■ **Data for the task**
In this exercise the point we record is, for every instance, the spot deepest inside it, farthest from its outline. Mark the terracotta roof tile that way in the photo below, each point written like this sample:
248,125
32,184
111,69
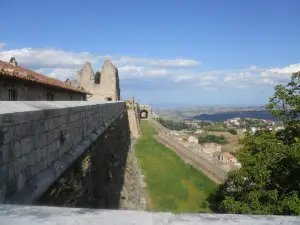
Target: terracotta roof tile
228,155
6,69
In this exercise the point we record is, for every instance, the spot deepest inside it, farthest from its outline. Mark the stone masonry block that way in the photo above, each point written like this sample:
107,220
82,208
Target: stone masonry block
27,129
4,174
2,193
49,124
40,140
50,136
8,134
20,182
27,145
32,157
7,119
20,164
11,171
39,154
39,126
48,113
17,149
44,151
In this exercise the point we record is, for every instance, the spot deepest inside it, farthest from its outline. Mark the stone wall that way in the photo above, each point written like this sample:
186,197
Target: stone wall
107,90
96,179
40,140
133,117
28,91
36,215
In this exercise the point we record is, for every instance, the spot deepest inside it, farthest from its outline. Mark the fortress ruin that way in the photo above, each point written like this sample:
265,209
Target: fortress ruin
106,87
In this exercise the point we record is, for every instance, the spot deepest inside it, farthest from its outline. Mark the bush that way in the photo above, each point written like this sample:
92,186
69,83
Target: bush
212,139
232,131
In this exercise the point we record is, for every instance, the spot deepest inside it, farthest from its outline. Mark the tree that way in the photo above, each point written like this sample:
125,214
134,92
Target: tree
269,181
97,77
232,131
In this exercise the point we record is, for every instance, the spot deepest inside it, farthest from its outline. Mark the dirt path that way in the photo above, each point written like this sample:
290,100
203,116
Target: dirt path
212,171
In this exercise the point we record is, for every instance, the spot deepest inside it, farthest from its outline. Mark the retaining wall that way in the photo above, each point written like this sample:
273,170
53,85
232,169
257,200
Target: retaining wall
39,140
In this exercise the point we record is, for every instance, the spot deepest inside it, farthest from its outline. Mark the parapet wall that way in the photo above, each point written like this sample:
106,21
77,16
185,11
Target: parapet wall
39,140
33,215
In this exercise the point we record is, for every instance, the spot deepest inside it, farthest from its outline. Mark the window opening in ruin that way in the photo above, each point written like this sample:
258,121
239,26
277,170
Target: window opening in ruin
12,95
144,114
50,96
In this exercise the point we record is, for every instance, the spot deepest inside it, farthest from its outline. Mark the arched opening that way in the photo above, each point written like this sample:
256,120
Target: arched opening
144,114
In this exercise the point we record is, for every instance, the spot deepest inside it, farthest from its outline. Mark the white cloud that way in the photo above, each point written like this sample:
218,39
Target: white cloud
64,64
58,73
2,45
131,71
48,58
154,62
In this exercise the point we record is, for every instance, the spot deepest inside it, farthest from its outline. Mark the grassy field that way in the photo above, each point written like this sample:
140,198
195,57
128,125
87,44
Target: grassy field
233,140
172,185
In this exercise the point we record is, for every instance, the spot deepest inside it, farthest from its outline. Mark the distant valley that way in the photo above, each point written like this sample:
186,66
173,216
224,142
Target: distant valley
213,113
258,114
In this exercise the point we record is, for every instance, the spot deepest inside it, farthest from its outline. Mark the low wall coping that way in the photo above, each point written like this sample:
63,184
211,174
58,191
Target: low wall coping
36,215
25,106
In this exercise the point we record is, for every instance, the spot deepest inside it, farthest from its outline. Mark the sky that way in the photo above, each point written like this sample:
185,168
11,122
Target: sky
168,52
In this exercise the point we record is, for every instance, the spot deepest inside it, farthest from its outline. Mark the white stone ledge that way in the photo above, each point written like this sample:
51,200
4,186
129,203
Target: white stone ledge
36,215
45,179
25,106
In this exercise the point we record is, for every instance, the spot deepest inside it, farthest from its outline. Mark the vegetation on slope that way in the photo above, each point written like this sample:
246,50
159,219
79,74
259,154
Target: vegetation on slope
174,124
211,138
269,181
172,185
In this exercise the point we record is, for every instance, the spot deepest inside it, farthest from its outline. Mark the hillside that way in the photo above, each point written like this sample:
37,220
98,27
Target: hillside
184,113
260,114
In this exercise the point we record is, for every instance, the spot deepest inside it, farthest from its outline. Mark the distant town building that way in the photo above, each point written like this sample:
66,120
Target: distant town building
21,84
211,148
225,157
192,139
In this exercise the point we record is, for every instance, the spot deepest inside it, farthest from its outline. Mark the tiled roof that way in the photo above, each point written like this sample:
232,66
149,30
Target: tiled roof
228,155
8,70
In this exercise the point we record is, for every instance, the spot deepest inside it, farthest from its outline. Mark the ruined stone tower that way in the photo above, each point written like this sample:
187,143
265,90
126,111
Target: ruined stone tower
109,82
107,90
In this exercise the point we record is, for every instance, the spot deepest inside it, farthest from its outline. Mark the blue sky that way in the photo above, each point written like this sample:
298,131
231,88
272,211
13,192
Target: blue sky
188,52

■ **Objective**
Rewrite the whole listing above with "outline" changed to "border" everywhere it appears, keeping everything else the same. Leave the pictures out.

■ **Final result**
In this exercise the point we record is, for every instance, the spot deepest inside it, farthest from its border. Mark the terracotta roof tile that way in the photo below, each point written like this sample:
248,125
32,184
111,69
Target: terracotta roof tile
228,155
6,69
In this exercise the point we record is, for every instance, the spot deepest inside it, farthest from its border. Mark the stone masonry block that way in the photo above, each point written like this sample:
107,220
82,208
Target: stone masonry block
27,129
4,174
2,193
49,124
40,140
50,136
8,134
20,182
27,145
32,157
7,119
20,164
11,171
39,154
39,126
48,113
17,149
44,151
In this exercise the point we record is, for every instance, the spot deepest inside it, farthest from its border. Mark the stone wall that way in the photo above, each point written like this sample:
186,197
Target: stone wall
107,90
96,179
40,140
133,117
28,91
36,215
In this exercise the point we record is, for every instance, the spot deepest inside it, farthest from its border. Mark the fortress ruin that way in the photo above, each point written like this sample:
265,209
Target: fortress ruin
106,87
In this exercise the point we record is, for every instance, the spot deepest inside it, farthest from its border. Mark the bush that way in the photo above, each point written like this sample:
92,186
69,83
Target: bush
212,139
232,131
In this exercise the point we record is, for every instance, the spot deepest inside it, farthest from its border. Mark the tree that way in the photo above, each point written like this sample:
125,214
134,92
Target: tree
269,181
97,77
232,131
In this exercise the point we record is, for every instance, the spot deepest inside it, farthest from its border. Mark the dirt path that way in the photo above, each point written like this sample:
290,100
203,116
Target: dirt path
212,171
In this exercise the point we record is, for every instance, the spot deepest inside it, farthest from its border. Mark the retaining wall that way in the photo above, each point written like this sample:
273,170
53,85
232,169
257,200
Target: retaining wall
39,140
In this exercise the point we record is, for every instance, the spot deepest inside it, farthest from its border. Mark the parapet wall that way in the photo above, each point written like this sample:
106,21
77,16
185,11
Target: parapet wall
39,140
33,215
In this exercise the point we record is, for every instance, the spot deepest inside it, farthest from its border. Mark the window opening in ruin that way in the photo above, each point written like this sample:
258,121
239,26
277,170
Target: window opening in ruin
12,95
144,114
50,96
In this exercise the point we record is, for every instance, the spot deepest inside it, farthest from its border. Mark the arched opening that way in the photo above, each point written like this sample:
256,120
Target: arched opening
144,114
In this exercise the point we record is, for every instance, the spot deepest inside it, farthest from its border. Mark the white cloud that way in the photo above, each point written like this sample:
218,39
Target: white cloud
64,64
58,73
2,45
131,71
48,58
154,62
In this exercise the point we record is, for every instance, the spot deepest inside it, farthest from its border. Mark the grassy field that way in the photo above, each point written like this sample:
140,198
195,57
128,125
87,44
Target: grassy field
233,140
172,185
In this exercise the point we record is, for every instance, the spot deepest inside it, farthest from its border. Mark the distant valley that way in the photo above, each point written like this sample:
186,66
173,216
224,142
Target: distant valley
213,113
258,114
In this exercise the point we record is, for every instance, the spot deepest inside it, farthest from its border. Mark the low wall coping that way in the photo above, each point written like this sample:
63,184
211,174
58,191
Target: low wall coping
36,215
25,106
In this exercise the point we record is, for every instance, the spot deepest inside it, farthest from its border. Mark the sky that way in the photo above, each point written like this sample:
185,168
11,122
Target: sky
168,52
In this exercise the point we record is, for every instance, the spot deepest inside it, farthest from its border. Mark the white stone ledge that way in the photo above, each point written like this sample:
51,200
4,186
129,203
Target: white stone ledge
36,215
45,179
25,106
In this exercise the point we record is, for every instance, the spot deepest inside it, farthest from its border. Mark the vegetation on slope that way in the photo above, each point written like this sample:
246,50
159,219
79,74
259,154
Target: vegetation on slope
174,124
211,138
269,181
172,185
In this exercise the point we record is, for every instance, the spot deepest inside it, farthest from its border. Mark the hillside that way in the photo above, each point written like this sample:
37,220
98,27
Target: hillside
184,113
260,114
In this exercise the point we record is, for every instance, the spot deepest inside it, farthest from its border. Mark the distant town building that way in the photo above, each point written like this sample:
66,120
Target: distant town building
21,84
211,148
225,157
192,139
In this exercise the point we record is, for every instance, the spot deepest inside it, farthest from its border. Mark the tiled roof that way in the photo above, each point written like this sample:
232,66
149,30
Target: tiled roof
228,155
8,70
In this exercise the point we record is, for every instance, the spot deepest inside it, farthest from its border. Mark the ruined stone tower that way in the photo above, each point written like this sample:
187,143
265,90
126,111
Target: ruined stone tower
109,82
107,90
In this exercise the point we record is, for every instance, the spot deepest inside it, farthest from its border. Mark the blue sky that way in the photo above, each point written like this sample:
298,131
231,88
272,211
13,192
Target: blue sky
188,52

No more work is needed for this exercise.